#### WHAT THIS TASK INVOLVES
Every line from the one containing "Can you see the metal vertical" through the end of the listing below goes in the output, exactly and without pictures.

#### SOURCE MATERIAL
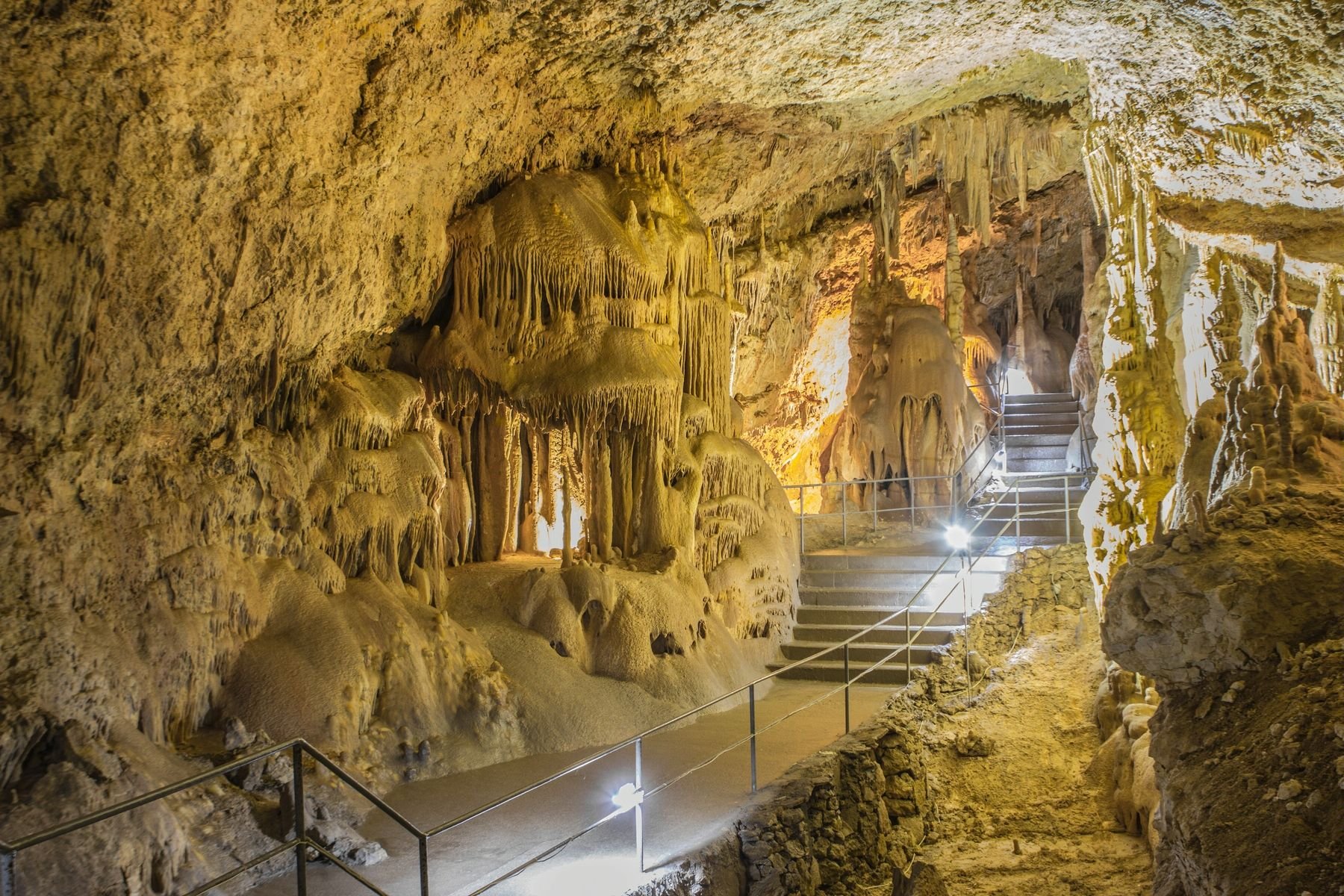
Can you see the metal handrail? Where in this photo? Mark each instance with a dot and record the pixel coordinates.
(300, 842)
(299, 747)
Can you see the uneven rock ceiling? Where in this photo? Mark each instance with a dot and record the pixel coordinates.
(304, 304)
(264, 143)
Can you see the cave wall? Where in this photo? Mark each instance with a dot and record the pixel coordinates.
(220, 223)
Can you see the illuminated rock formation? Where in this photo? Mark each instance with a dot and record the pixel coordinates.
(910, 413)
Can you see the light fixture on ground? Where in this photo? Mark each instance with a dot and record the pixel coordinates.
(628, 797)
(957, 538)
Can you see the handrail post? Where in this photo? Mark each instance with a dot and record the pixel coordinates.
(844, 514)
(803, 523)
(638, 806)
(300, 824)
(1016, 514)
(1068, 516)
(907, 644)
(752, 729)
(423, 857)
(954, 511)
(847, 687)
(8, 883)
(965, 613)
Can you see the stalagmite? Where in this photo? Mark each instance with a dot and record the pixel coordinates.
(954, 292)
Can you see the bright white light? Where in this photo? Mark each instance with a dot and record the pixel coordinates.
(957, 538)
(628, 797)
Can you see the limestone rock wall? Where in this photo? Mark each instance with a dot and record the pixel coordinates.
(1231, 615)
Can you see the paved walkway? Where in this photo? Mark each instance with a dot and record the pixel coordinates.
(683, 817)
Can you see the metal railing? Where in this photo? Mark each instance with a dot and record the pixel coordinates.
(300, 842)
(960, 491)
(959, 488)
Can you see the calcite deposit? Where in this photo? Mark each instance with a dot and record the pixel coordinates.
(314, 314)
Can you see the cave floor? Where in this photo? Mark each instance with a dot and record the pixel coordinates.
(1033, 817)
(685, 815)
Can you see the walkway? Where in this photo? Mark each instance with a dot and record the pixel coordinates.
(683, 817)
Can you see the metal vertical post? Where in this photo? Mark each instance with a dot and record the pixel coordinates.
(423, 850)
(1016, 514)
(907, 644)
(1068, 516)
(844, 514)
(8, 886)
(638, 806)
(300, 824)
(803, 523)
(752, 727)
(847, 687)
(965, 612)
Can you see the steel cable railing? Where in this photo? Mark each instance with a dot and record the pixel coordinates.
(300, 842)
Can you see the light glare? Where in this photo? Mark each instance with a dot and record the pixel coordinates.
(628, 797)
(957, 538)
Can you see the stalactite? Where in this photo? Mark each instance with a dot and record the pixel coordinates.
(1327, 334)
(954, 292)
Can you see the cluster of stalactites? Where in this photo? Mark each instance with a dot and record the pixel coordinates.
(1225, 321)
(1327, 334)
(954, 292)
(1278, 415)
(976, 149)
(707, 355)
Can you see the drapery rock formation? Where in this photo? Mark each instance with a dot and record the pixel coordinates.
(231, 437)
(1236, 617)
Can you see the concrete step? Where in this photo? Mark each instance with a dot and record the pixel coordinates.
(1039, 398)
(860, 655)
(893, 579)
(1033, 527)
(863, 617)
(1008, 511)
(977, 588)
(1041, 429)
(1046, 417)
(1036, 453)
(882, 635)
(893, 673)
(1050, 494)
(1035, 465)
(889, 561)
(1036, 440)
(1019, 414)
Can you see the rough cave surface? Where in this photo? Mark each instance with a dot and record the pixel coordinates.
(421, 382)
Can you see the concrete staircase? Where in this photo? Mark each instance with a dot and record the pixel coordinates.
(846, 590)
(1036, 432)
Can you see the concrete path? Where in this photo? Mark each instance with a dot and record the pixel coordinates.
(678, 820)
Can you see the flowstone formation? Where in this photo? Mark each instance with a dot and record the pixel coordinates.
(1233, 613)
(569, 388)
(910, 413)
(962, 214)
(586, 346)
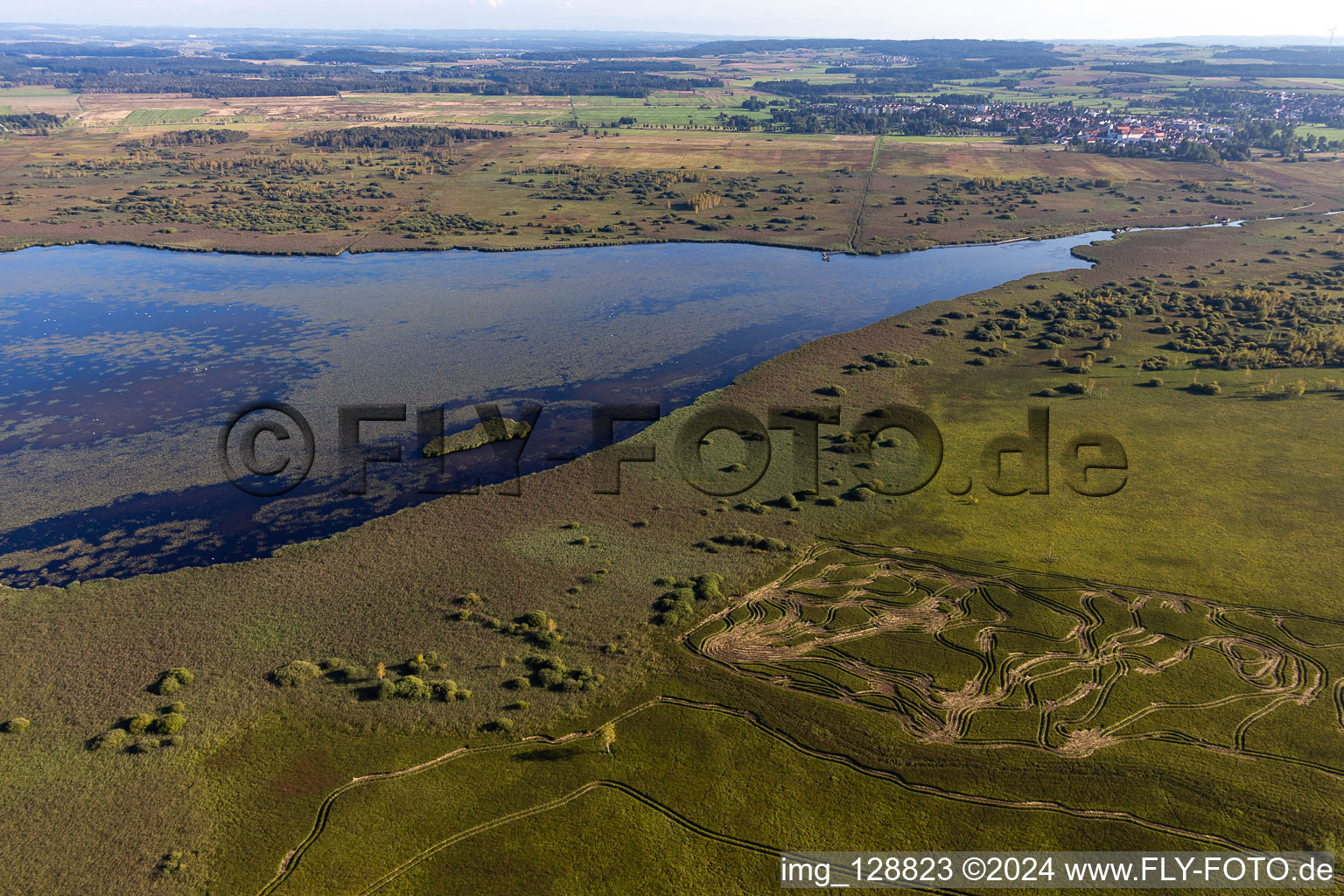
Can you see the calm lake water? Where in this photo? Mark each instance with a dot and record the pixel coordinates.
(120, 367)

#### WRITTEN SOLUTION
Can you see the metal vertical post? Where in this photo? Mark each instance with a dot and record the pixel coordinates.
(423, 850)
(1016, 514)
(907, 644)
(1068, 516)
(844, 514)
(8, 886)
(638, 806)
(300, 824)
(803, 523)
(752, 727)
(847, 687)
(965, 612)
Can you see the steel cable railing? Where in this photo? Mark each instance with a dot and record the pixel coordinates.
(300, 842)
Can you see the light glare? Where in this photo? Mark each instance with a dot and record the pixel coordinates.
(628, 797)
(957, 538)
Can you see the stalactite? Where in this photo? Mark each instance with a dot and record the pixel coordinates.
(1327, 334)
(954, 292)
Can you see the cluster of stalactites? Where in this photo? Mark each instance with a dot and record the pixel coordinates.
(1225, 321)
(1327, 334)
(954, 292)
(1278, 415)
(976, 149)
(707, 355)
Can you see the drapery rock formation? Where in this photo? Mark each instance with a dot and record the pixel coordinates.
(231, 437)
(1236, 617)
Can you see the concrete step? Where in this photo? Mark each instance with a dot and record the pixel coordinates.
(1039, 398)
(860, 655)
(893, 579)
(1033, 527)
(863, 617)
(1008, 511)
(977, 588)
(1041, 429)
(1046, 417)
(1036, 453)
(882, 635)
(893, 673)
(1050, 494)
(1035, 465)
(889, 561)
(1036, 440)
(1019, 414)
Can you see the rough cave surface? Where in this photo? Mark each instance with a dot and record the pixel coordinates.
(421, 382)
Can you see the concrete staircase? Where in this photo? Mark each instance with a dot and record the pixel coordinates.
(846, 590)
(1036, 432)
Can you see the concrete path? Where in this photo? Mark each instance with a dot and record the pixel coordinates.
(678, 820)
Can you see the flowstone formation? Where in this photo? Mark each instance with a dot and record the pixel coordinates.
(1233, 613)
(569, 388)
(910, 413)
(962, 214)
(586, 346)
Can you see the calm lake water? Where in this photo? Mark each instance with a dot and record the pixel coordinates.
(120, 367)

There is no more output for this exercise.